[Exercise brief]:
Starting with the line that has "like [21, 23]." in it, repeat every line through the last one, word for word, and give nothing more.

Excerpts from point annotation data

::::::::::

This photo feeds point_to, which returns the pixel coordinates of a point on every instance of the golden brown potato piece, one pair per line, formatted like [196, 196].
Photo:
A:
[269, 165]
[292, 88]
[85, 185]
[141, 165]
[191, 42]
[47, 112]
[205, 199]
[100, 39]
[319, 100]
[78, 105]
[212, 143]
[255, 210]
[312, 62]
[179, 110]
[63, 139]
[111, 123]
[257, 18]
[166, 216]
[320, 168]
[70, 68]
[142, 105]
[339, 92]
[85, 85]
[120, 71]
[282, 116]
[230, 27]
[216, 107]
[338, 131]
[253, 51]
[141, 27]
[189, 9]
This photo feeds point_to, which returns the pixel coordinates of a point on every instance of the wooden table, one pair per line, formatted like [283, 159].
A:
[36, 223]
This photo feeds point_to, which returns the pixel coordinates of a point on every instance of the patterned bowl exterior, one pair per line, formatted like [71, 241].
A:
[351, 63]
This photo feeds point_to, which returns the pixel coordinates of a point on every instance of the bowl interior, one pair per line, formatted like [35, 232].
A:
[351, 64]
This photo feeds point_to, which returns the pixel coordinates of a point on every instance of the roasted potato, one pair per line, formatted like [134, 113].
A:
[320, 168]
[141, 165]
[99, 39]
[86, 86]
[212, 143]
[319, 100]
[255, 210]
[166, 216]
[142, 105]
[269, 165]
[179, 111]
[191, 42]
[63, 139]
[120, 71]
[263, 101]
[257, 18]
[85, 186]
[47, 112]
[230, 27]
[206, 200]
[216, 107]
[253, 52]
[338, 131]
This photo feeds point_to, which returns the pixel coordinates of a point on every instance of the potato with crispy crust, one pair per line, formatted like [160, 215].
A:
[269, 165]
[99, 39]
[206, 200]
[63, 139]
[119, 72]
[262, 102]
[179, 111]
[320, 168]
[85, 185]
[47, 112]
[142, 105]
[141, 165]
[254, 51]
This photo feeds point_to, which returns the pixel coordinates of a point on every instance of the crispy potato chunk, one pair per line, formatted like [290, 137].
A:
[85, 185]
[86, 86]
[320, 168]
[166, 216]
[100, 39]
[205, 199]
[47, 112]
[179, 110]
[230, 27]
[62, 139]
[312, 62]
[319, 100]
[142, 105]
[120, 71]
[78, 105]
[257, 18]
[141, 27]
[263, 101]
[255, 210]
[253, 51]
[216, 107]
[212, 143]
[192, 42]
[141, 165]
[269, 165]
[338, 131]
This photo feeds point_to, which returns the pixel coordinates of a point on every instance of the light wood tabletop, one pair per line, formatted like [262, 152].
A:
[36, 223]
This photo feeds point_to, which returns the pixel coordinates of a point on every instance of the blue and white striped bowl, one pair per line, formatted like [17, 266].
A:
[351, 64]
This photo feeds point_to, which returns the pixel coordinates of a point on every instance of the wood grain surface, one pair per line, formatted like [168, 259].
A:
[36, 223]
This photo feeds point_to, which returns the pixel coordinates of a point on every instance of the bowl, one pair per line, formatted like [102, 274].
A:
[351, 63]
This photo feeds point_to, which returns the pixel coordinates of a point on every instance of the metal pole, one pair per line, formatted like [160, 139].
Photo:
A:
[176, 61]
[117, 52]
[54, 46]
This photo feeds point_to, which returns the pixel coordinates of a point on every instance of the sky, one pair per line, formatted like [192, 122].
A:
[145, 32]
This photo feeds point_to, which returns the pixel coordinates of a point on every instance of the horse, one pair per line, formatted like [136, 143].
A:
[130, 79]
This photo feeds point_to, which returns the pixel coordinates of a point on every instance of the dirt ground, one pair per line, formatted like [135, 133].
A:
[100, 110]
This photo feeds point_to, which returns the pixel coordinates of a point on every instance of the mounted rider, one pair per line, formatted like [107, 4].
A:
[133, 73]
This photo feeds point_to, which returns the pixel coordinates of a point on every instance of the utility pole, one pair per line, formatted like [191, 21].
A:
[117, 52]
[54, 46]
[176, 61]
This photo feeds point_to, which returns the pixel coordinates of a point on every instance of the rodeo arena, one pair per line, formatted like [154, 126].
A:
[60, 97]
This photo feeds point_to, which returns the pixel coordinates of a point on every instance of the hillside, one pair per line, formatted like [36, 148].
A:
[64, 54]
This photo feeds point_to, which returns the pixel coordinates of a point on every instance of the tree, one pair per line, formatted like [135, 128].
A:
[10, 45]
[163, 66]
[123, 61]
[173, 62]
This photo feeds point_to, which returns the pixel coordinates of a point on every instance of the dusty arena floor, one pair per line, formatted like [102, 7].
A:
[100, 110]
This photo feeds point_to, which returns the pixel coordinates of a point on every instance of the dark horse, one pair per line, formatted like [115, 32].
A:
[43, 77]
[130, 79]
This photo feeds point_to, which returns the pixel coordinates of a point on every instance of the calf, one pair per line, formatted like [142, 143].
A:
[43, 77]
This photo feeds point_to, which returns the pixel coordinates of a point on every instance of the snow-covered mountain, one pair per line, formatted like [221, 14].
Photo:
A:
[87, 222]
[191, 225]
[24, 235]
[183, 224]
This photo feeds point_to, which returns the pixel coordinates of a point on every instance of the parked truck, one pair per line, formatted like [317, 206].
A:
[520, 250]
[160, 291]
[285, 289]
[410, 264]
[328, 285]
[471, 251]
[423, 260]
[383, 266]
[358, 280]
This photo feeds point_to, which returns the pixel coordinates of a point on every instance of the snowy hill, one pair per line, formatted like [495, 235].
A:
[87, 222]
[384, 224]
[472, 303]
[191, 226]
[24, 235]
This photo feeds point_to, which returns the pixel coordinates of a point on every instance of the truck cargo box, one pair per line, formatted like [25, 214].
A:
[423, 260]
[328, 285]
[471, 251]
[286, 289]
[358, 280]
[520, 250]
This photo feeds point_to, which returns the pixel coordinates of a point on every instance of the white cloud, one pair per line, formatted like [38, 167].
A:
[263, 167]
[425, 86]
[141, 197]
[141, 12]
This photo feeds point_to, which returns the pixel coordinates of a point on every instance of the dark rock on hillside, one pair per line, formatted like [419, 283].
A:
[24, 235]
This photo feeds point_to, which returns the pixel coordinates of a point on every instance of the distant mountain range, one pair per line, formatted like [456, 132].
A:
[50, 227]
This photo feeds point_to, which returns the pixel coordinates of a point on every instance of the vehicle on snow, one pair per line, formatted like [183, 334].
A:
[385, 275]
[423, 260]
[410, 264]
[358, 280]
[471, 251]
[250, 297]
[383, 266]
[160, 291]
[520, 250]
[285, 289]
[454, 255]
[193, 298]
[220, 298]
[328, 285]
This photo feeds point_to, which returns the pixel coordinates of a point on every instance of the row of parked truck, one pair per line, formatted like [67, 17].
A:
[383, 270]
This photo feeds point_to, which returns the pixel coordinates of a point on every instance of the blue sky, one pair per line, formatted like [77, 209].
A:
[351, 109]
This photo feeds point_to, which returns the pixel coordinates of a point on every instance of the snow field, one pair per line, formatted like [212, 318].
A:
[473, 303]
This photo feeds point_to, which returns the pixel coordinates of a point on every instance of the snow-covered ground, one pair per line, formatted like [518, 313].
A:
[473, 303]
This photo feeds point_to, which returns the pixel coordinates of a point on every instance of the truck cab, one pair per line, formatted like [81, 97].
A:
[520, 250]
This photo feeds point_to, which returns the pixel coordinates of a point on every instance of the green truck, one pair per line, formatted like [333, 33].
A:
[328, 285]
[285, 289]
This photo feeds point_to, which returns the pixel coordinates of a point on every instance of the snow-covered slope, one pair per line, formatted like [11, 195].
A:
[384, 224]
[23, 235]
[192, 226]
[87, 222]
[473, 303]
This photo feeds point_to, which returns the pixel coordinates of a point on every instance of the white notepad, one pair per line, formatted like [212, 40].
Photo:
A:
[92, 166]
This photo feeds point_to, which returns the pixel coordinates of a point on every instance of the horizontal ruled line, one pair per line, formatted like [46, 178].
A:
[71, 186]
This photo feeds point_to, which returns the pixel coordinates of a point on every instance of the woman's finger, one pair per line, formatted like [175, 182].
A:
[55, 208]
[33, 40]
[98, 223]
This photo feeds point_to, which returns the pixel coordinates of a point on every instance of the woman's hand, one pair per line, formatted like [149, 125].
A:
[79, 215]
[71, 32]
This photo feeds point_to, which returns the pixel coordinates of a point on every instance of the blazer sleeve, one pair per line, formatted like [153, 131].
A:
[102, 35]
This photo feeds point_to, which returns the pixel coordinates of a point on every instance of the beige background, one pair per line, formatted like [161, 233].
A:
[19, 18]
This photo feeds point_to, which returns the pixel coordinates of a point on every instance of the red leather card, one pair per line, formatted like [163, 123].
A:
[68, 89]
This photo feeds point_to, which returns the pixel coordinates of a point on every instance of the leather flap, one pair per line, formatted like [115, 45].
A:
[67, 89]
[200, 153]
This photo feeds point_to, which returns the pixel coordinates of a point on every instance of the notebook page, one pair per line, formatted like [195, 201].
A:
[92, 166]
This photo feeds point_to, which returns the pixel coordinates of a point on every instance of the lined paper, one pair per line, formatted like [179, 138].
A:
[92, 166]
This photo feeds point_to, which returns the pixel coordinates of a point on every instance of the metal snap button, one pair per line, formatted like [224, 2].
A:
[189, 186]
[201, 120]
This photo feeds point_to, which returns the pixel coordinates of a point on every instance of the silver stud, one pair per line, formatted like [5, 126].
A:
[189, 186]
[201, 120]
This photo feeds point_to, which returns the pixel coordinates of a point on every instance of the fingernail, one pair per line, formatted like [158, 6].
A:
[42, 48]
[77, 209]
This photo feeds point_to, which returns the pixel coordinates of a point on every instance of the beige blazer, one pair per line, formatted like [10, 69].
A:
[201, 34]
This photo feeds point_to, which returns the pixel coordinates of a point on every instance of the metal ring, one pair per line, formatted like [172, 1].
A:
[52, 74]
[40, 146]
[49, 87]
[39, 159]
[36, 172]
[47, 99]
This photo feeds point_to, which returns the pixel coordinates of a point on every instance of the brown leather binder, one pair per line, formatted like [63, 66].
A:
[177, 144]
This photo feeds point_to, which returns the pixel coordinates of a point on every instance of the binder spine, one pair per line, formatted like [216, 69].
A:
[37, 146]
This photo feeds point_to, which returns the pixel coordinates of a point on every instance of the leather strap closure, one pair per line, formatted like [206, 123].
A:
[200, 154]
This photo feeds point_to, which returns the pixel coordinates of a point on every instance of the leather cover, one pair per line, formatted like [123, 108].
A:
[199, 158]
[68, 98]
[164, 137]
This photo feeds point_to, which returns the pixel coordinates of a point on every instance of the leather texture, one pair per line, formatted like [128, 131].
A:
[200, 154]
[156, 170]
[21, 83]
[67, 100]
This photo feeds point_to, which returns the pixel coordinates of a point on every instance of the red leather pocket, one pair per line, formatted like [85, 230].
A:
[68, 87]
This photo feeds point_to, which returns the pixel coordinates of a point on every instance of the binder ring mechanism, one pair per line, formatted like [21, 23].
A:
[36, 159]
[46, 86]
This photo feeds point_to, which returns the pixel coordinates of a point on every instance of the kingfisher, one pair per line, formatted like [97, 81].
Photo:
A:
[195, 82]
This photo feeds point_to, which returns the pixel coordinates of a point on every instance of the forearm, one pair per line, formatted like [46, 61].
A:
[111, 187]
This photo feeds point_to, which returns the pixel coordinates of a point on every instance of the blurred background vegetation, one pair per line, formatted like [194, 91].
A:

::::::::::

[Result]:
This photo feeds point_to, which returns the pixel coordinates of a point on every instance of the binder ring mechanism, one pair per line, formatted like [21, 23].
A:
[36, 159]
[46, 86]
This photo feeds point_to, which returns the pixel coordinates of a point on every instance of the kingfisher, one pair per line, formatted like [97, 81].
Photo:
A:
[195, 82]
This photo feeds point_to, which returns the pixel coordinates of a point on every instance of the forearm, one pair per line, formatted like [46, 61].
A:
[111, 187]
This photo feeds point_to, which returns the pixel coordinates of a point on every instance of the blurred background vegetation, one pair per line, formatted like [194, 91].
A:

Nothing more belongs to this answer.